* BEGIN *

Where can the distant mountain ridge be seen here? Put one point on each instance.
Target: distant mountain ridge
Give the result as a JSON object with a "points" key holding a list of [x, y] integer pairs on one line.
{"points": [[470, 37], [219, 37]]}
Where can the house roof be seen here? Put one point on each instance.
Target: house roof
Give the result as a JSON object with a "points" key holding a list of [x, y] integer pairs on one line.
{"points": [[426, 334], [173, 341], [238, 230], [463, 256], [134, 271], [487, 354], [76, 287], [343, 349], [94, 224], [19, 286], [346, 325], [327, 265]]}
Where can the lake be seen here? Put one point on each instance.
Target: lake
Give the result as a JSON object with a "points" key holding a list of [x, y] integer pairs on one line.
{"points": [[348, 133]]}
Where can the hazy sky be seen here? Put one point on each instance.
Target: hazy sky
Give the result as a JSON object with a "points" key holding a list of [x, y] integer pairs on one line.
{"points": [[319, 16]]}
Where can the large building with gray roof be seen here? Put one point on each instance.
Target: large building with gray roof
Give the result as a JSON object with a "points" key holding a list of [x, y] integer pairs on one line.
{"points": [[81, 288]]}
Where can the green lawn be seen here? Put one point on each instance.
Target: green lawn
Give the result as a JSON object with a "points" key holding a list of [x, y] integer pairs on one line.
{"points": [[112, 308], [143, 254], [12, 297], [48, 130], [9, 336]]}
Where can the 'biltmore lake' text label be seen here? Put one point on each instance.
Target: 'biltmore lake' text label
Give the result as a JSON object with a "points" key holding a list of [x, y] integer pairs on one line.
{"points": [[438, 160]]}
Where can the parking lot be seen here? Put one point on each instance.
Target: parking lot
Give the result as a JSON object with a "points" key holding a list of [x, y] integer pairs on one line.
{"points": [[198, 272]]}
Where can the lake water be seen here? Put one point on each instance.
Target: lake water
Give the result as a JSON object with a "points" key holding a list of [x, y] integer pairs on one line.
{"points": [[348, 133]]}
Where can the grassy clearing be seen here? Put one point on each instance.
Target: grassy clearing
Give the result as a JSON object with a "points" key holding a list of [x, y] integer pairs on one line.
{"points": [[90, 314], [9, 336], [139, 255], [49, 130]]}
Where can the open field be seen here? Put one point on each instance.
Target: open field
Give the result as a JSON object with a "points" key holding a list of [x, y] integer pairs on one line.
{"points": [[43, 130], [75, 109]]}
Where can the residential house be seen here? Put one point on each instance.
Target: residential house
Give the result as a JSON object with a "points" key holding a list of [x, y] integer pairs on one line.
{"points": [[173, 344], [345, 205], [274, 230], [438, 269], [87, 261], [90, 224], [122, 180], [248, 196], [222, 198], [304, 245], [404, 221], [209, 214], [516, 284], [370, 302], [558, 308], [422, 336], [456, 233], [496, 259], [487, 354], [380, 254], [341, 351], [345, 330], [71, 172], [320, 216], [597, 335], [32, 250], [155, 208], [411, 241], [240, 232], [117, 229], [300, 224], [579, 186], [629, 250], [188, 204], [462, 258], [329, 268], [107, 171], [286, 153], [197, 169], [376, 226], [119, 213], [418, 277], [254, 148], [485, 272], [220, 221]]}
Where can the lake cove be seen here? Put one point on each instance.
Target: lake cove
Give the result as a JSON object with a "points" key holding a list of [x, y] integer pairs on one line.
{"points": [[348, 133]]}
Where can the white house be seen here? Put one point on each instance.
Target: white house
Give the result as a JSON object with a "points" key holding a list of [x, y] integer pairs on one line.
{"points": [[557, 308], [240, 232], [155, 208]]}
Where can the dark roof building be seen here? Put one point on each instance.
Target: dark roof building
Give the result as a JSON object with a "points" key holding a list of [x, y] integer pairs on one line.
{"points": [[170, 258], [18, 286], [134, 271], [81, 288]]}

* END *

Copy exactly the lines from the one containing "Where can the lake cove" through the last line of the records, both included, and nothing else.

Where can the lake cove be seen here? Put one point on each instance.
Target: lake cove
Give the result as a JSON object with a "points" key holding a list of [x, y] integer pairs on one line.
{"points": [[348, 133]]}
Where can the white house be seen here? Put one point on each instance.
Target: white house
Give the result as a JSON object with a "points" key holding a list of [x, y] integer pairs on one line.
{"points": [[557, 308], [240, 232], [155, 208]]}
Where can the dark roof building be seen here? Put one point on each instance.
Target: dark roof building
Give the result as a JSON object with a "points" key holding a list of [x, y] integer pairs on one line.
{"points": [[170, 258], [18, 286], [134, 271], [81, 288]]}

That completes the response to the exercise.